Actions to take >>
1 – According to the passage on feline hip dysplasia, which surgery is performed on cats younger than six months?
2 – Resume the passage on hip dysplasia in cats from the point where it stops.

Your cat may be treated on an outpatient basis as long as it does not require surgery. The decision for whether your cat will undergo surgery will depend on your cat's size and age. It will also depend on the severity of joint looseness, degree of osteoarthritis, your veterinarian's preference for treatment, and your own financial considerations. Physiotherapy (passive joint motion) can decrease joint stiffness and help maintain muscle integrity.


Weight control is an important aspect of recovery and is recommended to decrease the pressure applied to the painful joint as the cat moves. You and your veterinarian will need to work together to minimize any weight gain associated with reduced exercise during recovery.


There are four main surgeries that are recommended for hip dysplasia. These are triple pelvic osteotomy (TPO), juvenile pubic symphysiodesis (JPS), total hip replacement (THR) and excision arthroplasty (EA).


The TPO surgery rotates the socket for animals less than a year old. The juvenile pubic symphysiodesis surgery is performed on cats that are younger than six months, fusing part of the pelvis together to improve hip joint stability. A total hip replacement is done in mature cats that are not responding well to medical therapy, and that are suffering from severe osteoarthritis. Most cats will handle this type of surgery, with acceptable hip function after the recovery period. Excision arthroplasty is performed when hip replacement surgery is cost-prohibitive. In this surgery the ball of the hip joint is removed, leaving muscles to act as the joint. This surgery works best for cats with good hip musculature.

Region pointing data >>

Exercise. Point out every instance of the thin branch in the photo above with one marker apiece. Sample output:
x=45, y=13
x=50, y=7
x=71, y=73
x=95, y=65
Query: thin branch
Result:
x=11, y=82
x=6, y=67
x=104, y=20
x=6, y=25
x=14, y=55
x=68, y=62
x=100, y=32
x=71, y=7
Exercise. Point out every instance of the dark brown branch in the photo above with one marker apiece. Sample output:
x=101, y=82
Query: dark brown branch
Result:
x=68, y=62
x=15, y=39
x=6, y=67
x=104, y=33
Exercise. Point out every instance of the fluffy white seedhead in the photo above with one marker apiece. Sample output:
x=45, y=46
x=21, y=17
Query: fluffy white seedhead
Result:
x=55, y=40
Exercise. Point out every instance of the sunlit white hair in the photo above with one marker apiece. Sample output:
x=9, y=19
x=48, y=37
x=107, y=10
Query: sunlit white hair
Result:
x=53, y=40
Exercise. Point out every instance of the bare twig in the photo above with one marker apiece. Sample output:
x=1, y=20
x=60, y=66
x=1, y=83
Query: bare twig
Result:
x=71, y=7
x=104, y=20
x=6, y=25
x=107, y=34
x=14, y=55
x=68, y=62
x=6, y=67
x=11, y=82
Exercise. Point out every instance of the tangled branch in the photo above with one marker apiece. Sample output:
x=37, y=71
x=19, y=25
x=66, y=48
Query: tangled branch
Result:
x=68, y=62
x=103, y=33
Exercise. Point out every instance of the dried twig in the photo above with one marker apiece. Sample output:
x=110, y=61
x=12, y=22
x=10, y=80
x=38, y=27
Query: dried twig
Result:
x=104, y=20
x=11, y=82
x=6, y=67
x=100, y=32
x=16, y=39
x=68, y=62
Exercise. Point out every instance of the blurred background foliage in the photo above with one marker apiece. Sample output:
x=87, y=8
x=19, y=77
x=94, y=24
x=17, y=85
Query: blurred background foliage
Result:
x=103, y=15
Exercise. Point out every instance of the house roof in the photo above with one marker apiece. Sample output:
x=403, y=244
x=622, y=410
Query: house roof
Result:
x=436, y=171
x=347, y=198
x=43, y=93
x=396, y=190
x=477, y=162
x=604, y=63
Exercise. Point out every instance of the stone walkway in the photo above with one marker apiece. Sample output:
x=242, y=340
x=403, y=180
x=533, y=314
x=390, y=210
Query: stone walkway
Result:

Exercise answers >>
1 – Juvenile pubic symphysiodesis (JPS).

2 –
Your veterinarian may also prescribe anti-inflammatory drugs to reduce swelling and inflammation, along with pain medications for lessening the severity of the pain.


Living and Management


Your veterinarian will schedule follow-up appointments with you to monitor any changes in your cat's hip dysplasia. X-rays will be taken for comparison with previous x-rays. If your cat has undergone surgery, these x-rays will indicate the rate of post-surgical healing. If your cat is being treated as an outpatient only, the x-rays may indicate the rate of deterioration in the hip joint.


Because this condition is acquired genetically, if your cat has been effectively diagnosed with hip dysplasia, it should not be bred out, and the breeding pair that produced your cat should not be bred again.